**EXERCISE REQUIREMENTS**:
Reproduce only the records from the line containing "of the torii" through the end of the records, changing "shrub" to "bush" and leaving everything else unchanged.
------------
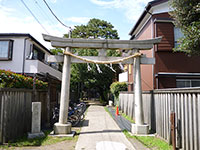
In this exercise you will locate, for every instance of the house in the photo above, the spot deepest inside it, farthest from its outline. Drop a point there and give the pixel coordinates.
(171, 69)
(22, 53)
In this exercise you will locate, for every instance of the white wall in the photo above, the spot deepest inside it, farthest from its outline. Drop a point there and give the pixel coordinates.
(30, 66)
(15, 64)
(36, 66)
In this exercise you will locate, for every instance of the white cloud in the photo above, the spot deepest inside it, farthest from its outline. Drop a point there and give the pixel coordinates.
(81, 20)
(53, 1)
(11, 24)
(132, 8)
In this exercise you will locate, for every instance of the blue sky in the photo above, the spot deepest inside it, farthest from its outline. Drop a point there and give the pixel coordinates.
(15, 18)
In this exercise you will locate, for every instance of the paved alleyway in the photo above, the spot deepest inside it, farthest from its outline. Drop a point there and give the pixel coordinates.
(100, 132)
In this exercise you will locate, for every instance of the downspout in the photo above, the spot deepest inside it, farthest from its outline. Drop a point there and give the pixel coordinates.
(23, 65)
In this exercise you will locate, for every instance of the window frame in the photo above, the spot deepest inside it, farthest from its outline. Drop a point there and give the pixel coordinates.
(9, 49)
(177, 37)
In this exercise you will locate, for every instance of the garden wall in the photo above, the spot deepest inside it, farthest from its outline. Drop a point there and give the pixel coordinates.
(157, 106)
(15, 112)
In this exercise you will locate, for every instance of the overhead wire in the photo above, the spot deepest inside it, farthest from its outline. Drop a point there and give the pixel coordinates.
(34, 16)
(55, 15)
(43, 12)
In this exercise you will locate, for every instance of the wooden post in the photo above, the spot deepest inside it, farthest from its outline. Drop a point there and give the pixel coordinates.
(139, 116)
(34, 88)
(173, 129)
(48, 100)
(64, 100)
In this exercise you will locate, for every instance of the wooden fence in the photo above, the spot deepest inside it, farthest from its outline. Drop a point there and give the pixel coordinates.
(157, 106)
(15, 112)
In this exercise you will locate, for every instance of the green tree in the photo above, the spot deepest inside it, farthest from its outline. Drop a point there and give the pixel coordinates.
(92, 79)
(186, 14)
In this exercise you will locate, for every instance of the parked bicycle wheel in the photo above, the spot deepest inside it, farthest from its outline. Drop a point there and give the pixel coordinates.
(74, 120)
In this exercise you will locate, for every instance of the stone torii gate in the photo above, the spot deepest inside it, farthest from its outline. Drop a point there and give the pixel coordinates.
(134, 57)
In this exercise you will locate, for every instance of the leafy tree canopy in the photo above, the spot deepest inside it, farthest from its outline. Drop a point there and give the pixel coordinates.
(92, 79)
(186, 14)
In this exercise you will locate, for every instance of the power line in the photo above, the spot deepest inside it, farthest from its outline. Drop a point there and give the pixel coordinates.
(34, 16)
(43, 12)
(56, 16)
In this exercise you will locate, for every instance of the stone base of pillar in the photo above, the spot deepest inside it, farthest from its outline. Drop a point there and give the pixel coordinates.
(110, 103)
(140, 129)
(35, 135)
(62, 128)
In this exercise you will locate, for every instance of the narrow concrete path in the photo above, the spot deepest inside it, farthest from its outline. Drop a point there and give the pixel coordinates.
(100, 132)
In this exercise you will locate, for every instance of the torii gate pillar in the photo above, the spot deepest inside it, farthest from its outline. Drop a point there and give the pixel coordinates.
(139, 127)
(64, 127)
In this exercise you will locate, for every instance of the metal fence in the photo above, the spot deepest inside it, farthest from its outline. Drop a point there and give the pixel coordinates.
(157, 106)
(15, 112)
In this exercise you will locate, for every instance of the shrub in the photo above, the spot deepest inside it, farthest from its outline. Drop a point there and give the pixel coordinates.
(10, 79)
(116, 87)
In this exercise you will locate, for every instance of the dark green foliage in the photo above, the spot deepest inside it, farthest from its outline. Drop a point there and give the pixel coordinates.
(56, 51)
(10, 79)
(186, 14)
(80, 76)
(116, 87)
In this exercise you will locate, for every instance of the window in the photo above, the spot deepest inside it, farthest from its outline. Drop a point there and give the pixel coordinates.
(177, 35)
(38, 54)
(180, 83)
(6, 47)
------------
**TASK RESULT**:
In this exercise you will locate, for every instance of the torii gate pillar in the photo above, the spot deepest inside it, farthest from its outline. Drop a point there and give the pixel coordinates.
(139, 127)
(64, 127)
In this exercise you will locate, for every instance of the metal fence in the photo above, the spot deepest inside it, farthest from its outline. Drop a point there and give the pixel coordinates.
(157, 106)
(15, 112)
In this exercise you will locate, for every instance of the bush in the photo above, the spot deepest inside it, farthest from its outline. Drop a point there and give the pixel coordinates.
(10, 79)
(116, 87)
In this exercise you will locate, for every instance of the dark green foliage in the photo above, the spot deepest inside it, farthest from its outline. Drop a point there and give the pixel coordinates.
(56, 51)
(10, 79)
(186, 14)
(80, 76)
(116, 87)
In this exercise you will locate, for every instance of the window in the photo above, the spot deepest inside it, farthest from its outline. Drop a point there and give the pixel coordinates.
(177, 35)
(38, 54)
(180, 83)
(6, 47)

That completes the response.